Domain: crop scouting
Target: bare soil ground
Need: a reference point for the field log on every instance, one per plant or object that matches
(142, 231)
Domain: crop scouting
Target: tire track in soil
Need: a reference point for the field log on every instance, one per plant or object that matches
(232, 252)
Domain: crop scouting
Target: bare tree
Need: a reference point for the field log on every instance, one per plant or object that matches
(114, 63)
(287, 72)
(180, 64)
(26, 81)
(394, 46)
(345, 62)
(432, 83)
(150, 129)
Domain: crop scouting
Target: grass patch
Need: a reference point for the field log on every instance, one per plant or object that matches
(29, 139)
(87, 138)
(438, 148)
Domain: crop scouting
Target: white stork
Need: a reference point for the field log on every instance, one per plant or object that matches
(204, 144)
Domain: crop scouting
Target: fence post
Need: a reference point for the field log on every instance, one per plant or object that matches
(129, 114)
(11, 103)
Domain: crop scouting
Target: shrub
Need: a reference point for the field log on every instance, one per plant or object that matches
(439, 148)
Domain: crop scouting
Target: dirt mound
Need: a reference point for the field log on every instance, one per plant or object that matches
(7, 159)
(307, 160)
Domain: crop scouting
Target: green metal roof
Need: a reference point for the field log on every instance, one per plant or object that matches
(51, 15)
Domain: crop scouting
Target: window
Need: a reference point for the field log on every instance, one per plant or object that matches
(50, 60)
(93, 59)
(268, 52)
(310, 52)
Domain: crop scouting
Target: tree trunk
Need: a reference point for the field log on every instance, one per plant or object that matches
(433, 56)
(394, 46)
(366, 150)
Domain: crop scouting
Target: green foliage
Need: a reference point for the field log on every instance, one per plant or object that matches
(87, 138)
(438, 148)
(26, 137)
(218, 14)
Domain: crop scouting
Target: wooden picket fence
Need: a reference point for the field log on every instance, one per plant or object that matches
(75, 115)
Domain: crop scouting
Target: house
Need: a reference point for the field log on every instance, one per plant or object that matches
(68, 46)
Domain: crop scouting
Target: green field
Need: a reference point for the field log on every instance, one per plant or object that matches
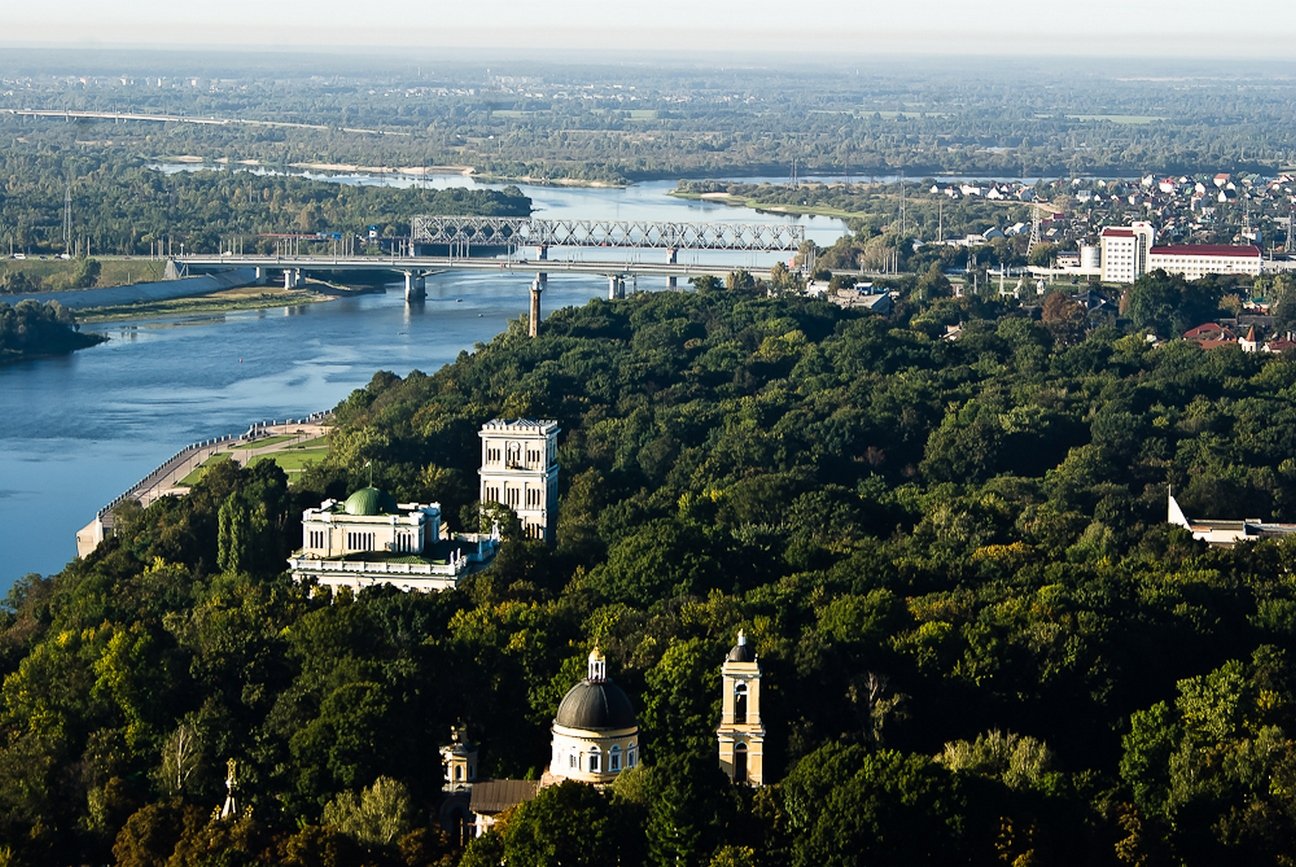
(201, 469)
(294, 460)
(268, 441)
(55, 275)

--------------------

■ Your goal
Where an entry contains an image, leave the image out; otherwise retype everything exactly.

■ Response for this exercise
Domain: crop scouting
Target: bare soil ground
Need: a reference point for the field log on every instance, one per plant or object that matches
(142, 231)
Domain: crop scouting
Target: tire track in soil
Need: a reference point for the field log on every instance, one per plant or object that matches
(232, 252)
Domain: crop scouting
Target: bare tree
Need: a reference point for the field log on every instance, one per plant or object that matches
(114, 63)
(287, 72)
(180, 64)
(26, 81)
(394, 46)
(345, 62)
(432, 83)
(150, 129)
Domain: crop scouting
Target: grass patch
Need: a reference point for the field log on every instance, one per plant or object that matches
(29, 139)
(87, 138)
(438, 148)
Domain: crop scouting
Target: white stork
Need: a reference point for the field log on every instance, one per plant or object that matches
(204, 144)
Domain: crop scouting
Target: fence post
Need: a reference point for the field log on every instance, one per plant or object that matches
(129, 114)
(11, 103)
Domain: crop scouting
Target: shrub
Need: a reference point for the field log on every instance, one per plant or object that matches
(439, 148)
Domain: crop scouting
Target: dirt mound
Need: a reference point for the field log on every instance, one per plant or object that matches
(7, 159)
(307, 160)
Domain: crop scouting
Target: green metal roof
Need: a reference point for the field log on every instance, one per plant or object that matches
(51, 15)
Domain: crop scouting
Target: window
Need: a reference point for the field log on every instance, one per plant or object that matches
(50, 60)
(93, 59)
(268, 52)
(310, 52)
Domain: crop scouting
Target: tree trunk
Need: a reference point for the field log on every instance, one per plant or object that matches
(433, 56)
(394, 46)
(366, 150)
Domain: crop scouting
Target: green foliage
Need: a reference point for the field log on every instance, one per plant or object that matches
(87, 138)
(438, 148)
(26, 137)
(218, 14)
Domain: crop scouting
Target: wooden picket fence
Need: a reference point for the field log on every instance, one per plant or object that matches
(75, 115)
Domain: crop scouting
Target: house
Need: a reference point for the field log on every instance, one per plant or object that matches
(68, 46)
Domain: crop scouting
Target: green field
Need: a reference point for the field log on every instance, one per plant or object that matches
(201, 469)
(294, 460)
(268, 441)
(55, 275)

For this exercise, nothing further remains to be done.